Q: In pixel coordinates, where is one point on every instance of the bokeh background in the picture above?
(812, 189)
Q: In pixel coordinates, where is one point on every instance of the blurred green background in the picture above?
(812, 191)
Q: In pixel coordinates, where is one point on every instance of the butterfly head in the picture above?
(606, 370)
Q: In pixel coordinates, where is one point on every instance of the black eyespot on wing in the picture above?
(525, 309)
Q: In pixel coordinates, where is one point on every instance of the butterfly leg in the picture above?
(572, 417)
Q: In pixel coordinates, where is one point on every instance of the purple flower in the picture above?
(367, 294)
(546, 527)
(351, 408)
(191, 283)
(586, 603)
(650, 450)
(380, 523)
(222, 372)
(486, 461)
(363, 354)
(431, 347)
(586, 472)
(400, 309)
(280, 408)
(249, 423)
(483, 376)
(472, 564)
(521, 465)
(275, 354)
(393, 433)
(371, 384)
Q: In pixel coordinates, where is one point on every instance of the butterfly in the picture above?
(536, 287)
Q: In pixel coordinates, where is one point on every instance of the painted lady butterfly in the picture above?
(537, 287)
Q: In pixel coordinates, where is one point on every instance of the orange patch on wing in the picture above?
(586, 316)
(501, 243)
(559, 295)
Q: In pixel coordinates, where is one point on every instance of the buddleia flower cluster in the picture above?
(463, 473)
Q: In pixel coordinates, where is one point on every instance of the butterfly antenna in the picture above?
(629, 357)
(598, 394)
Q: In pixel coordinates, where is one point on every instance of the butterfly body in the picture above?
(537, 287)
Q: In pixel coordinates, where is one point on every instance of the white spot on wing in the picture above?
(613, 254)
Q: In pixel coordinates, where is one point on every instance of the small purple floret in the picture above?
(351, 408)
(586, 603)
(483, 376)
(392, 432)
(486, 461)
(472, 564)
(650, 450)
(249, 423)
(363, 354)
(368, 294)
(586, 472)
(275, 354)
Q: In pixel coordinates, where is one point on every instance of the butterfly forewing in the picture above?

Requirement:
Reproduce each of the entries above verbatim, without any alteration.

Right answer:
Q: In pixel coordinates, where is one point on every instance of the bokeh background in the picture above?
(812, 189)
Q: In pixel coordinates, where is one point on every instance of the blurred green background in the picture above?
(812, 191)
Q: In pixel coordinates, where is one point on every instance of the butterfly head in the picture above?
(606, 370)
Q: In pixel coordinates, where is one point on every instance of the black eyespot on wing in the picture above?
(525, 309)
Q: In pixel coordinates, where is one point on every instance of the butterfly leg in the picture above?
(572, 417)
Q: In pixel coordinates, where is one point on every instance of the purple flower in the picture above?
(367, 294)
(546, 527)
(351, 408)
(191, 283)
(586, 603)
(650, 450)
(380, 523)
(222, 372)
(486, 461)
(363, 354)
(431, 347)
(586, 472)
(400, 309)
(280, 408)
(249, 423)
(483, 376)
(472, 564)
(521, 465)
(275, 354)
(393, 433)
(371, 384)
Q: In pixel coordinates, where is one point on every instance of the butterfly in the picture above?
(536, 287)
Q: In pixel coordinates, where is one point on every instance of the painted lady butterfly in the picture above?
(537, 287)
Q: In pixel coordinates, where is one point on every instance of the orange patch on wing in the picture above?
(586, 316)
(501, 243)
(559, 295)
Q: In pixel coordinates, where is one point on every instance of the buddleia flower cluster in the picture above?
(463, 473)
Q: In pixel coordinates, where is one point on every instance of the butterfly antenna in the picture above?
(629, 357)
(598, 394)
Q: In pixel coordinates, where is one point on every instance of the butterfly body in the picture above?
(537, 287)
Q: In pixel coordinates, where is one point on every instance of the white spot on wing in the picture above?
(613, 254)
Q: In pixel coordinates, where is one point on every instance of the small purple floret in the picture above?
(351, 408)
(586, 603)
(483, 376)
(392, 432)
(486, 461)
(472, 564)
(650, 450)
(249, 423)
(363, 354)
(368, 294)
(586, 472)
(275, 354)
Q: In pixel coordinates, where is one point on every instance of the butterfly forewing in the picture above?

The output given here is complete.